Goal:
Only the lines from the one containing "In this exercise you will place a marker on the street" through the final line of the material below should be output, exactly as they stand.

-- BEGIN --

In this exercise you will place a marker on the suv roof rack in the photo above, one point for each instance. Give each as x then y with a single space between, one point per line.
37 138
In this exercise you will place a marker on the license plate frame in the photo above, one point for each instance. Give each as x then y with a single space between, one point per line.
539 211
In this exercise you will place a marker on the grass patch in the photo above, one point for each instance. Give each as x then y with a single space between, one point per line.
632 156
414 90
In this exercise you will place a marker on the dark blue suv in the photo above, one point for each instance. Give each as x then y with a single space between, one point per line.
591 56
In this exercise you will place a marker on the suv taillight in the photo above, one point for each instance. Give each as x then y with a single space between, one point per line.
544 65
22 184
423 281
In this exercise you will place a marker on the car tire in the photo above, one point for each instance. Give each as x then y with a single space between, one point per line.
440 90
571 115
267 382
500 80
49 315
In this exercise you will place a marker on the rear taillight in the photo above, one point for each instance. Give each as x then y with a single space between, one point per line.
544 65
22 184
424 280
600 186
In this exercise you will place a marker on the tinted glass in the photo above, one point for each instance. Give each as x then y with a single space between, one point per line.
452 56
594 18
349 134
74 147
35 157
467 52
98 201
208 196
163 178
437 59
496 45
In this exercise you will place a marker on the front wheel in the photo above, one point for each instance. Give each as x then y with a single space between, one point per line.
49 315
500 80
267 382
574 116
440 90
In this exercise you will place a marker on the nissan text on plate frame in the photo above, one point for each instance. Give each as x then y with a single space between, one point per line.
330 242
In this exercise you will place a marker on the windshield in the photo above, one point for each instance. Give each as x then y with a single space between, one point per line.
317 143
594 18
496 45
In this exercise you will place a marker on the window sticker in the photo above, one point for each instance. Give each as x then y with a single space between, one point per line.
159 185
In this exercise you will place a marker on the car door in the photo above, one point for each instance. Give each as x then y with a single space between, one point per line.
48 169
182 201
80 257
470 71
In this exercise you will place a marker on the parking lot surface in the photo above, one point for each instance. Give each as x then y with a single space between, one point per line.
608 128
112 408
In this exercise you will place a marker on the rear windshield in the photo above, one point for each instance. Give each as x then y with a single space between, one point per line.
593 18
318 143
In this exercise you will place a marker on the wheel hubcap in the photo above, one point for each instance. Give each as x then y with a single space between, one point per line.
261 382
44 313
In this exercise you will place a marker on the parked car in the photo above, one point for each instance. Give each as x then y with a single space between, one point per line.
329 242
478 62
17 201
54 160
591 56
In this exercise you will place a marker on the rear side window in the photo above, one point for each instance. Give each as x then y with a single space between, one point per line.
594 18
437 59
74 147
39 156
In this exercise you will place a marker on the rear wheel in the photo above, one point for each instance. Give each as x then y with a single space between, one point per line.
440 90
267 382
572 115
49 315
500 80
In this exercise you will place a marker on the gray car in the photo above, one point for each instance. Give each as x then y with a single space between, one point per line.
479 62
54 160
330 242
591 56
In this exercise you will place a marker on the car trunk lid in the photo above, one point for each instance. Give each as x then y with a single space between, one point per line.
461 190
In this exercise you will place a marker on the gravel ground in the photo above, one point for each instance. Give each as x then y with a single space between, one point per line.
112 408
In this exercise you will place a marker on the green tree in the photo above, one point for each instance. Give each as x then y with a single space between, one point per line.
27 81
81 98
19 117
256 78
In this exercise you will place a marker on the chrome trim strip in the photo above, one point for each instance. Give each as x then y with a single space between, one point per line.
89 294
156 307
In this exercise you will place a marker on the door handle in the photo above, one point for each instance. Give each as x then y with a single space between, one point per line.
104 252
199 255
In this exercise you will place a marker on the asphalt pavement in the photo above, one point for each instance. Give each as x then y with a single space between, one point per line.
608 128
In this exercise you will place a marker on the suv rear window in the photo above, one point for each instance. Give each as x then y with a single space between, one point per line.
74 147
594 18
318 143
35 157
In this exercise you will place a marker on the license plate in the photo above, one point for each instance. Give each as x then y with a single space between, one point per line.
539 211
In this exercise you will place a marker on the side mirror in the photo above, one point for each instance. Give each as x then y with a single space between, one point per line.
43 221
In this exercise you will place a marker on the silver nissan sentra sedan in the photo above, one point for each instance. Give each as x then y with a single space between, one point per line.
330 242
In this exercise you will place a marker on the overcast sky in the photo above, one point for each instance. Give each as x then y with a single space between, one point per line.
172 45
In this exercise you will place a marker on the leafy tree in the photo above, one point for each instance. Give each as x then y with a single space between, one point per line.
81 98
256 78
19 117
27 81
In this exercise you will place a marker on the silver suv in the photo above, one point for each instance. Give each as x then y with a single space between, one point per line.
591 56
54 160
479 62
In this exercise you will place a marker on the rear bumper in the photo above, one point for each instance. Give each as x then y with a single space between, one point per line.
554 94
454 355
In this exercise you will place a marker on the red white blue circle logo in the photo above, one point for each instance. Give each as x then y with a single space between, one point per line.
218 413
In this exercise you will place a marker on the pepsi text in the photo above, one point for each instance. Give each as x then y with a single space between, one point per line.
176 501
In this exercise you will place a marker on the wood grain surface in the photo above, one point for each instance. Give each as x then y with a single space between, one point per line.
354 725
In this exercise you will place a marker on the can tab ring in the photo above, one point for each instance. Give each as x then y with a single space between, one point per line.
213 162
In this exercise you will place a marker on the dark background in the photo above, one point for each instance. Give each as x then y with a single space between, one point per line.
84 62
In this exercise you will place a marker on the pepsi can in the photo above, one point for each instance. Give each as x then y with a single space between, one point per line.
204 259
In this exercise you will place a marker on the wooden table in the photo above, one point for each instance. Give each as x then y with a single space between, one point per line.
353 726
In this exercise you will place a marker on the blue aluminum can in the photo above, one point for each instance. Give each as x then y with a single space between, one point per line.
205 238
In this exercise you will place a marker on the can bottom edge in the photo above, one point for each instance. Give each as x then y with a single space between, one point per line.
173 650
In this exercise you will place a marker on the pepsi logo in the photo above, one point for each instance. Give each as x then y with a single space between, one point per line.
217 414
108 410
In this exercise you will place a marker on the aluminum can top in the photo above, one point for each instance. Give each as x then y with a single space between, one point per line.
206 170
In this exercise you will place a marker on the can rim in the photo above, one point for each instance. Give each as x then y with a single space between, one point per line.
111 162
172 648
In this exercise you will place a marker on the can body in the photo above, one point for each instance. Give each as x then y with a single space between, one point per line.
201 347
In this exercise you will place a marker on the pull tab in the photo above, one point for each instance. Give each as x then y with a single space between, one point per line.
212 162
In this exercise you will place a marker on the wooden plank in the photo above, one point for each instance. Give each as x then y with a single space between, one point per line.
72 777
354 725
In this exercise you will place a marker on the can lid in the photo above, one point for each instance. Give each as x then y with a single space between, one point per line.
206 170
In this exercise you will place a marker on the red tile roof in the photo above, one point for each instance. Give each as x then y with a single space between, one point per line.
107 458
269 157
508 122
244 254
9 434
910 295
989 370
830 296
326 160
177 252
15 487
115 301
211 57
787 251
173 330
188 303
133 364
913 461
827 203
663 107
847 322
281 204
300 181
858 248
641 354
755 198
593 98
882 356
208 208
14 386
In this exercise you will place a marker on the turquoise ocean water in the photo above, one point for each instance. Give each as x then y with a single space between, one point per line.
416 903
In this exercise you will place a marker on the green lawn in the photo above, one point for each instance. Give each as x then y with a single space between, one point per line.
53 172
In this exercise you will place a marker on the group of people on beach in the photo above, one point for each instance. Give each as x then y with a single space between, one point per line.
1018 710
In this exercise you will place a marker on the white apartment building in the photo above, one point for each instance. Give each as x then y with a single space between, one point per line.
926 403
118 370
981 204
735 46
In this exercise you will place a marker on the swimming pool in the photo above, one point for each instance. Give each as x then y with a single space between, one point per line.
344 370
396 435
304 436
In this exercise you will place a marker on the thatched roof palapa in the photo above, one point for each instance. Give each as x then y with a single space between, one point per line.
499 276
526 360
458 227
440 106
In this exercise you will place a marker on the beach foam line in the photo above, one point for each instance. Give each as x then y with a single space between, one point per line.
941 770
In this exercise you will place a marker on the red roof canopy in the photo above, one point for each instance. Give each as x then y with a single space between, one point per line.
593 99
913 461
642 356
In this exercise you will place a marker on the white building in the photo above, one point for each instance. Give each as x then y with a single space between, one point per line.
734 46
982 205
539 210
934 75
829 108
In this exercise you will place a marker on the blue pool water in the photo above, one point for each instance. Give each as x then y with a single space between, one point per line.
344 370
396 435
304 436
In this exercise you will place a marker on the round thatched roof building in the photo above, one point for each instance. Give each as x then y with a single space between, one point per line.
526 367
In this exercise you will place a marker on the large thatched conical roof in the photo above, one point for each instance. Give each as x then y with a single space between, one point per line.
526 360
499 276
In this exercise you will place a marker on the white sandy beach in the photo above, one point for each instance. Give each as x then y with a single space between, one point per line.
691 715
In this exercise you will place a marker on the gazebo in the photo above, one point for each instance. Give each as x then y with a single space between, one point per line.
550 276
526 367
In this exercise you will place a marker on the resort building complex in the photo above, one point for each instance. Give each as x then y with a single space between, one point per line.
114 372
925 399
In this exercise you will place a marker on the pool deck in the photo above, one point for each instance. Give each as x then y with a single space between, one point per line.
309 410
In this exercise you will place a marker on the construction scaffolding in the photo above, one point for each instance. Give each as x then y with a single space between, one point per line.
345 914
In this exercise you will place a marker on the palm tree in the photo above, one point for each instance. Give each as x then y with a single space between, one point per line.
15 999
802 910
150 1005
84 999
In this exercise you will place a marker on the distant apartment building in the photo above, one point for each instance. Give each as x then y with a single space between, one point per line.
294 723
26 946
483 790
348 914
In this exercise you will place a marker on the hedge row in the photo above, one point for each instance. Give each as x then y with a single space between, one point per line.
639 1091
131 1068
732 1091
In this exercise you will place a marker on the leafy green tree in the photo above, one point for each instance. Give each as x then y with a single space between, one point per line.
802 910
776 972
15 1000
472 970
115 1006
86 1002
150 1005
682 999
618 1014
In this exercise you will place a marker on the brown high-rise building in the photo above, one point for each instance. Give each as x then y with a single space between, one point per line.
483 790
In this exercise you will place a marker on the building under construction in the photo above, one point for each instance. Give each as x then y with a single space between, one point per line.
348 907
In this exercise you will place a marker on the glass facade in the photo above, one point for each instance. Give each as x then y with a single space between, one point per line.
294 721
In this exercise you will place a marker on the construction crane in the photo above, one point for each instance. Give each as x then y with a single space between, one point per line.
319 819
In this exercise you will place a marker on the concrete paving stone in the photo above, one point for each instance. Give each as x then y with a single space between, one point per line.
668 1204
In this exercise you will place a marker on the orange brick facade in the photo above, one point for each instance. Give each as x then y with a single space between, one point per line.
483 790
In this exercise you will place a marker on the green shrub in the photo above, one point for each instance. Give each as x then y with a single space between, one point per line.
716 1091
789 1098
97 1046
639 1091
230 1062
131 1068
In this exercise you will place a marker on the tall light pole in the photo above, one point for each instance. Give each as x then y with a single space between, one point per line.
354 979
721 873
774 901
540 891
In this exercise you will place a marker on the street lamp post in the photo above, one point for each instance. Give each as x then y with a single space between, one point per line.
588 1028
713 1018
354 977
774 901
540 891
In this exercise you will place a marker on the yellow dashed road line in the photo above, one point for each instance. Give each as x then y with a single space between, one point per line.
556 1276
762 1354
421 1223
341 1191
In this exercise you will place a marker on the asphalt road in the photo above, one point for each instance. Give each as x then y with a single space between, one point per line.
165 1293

-- END --

Solution for this exercise:
In this exercise you will place a marker on the street lamp post in the photo above, one point for each instance. Give each as x then y with a single space between, one point per line.
588 1028
713 1018
354 977
774 901
540 891
In this exercise you will place a marker on the yellow dashed road line in the photo above, one point for each instance. Give each as x then y with a single space between, one point per line.
556 1276
762 1354
421 1223
341 1191
In this exercise you will place a marker on the asphalt road in the photo above, one point for each instance. Give each as x then y with a single space between, one point per line.
165 1293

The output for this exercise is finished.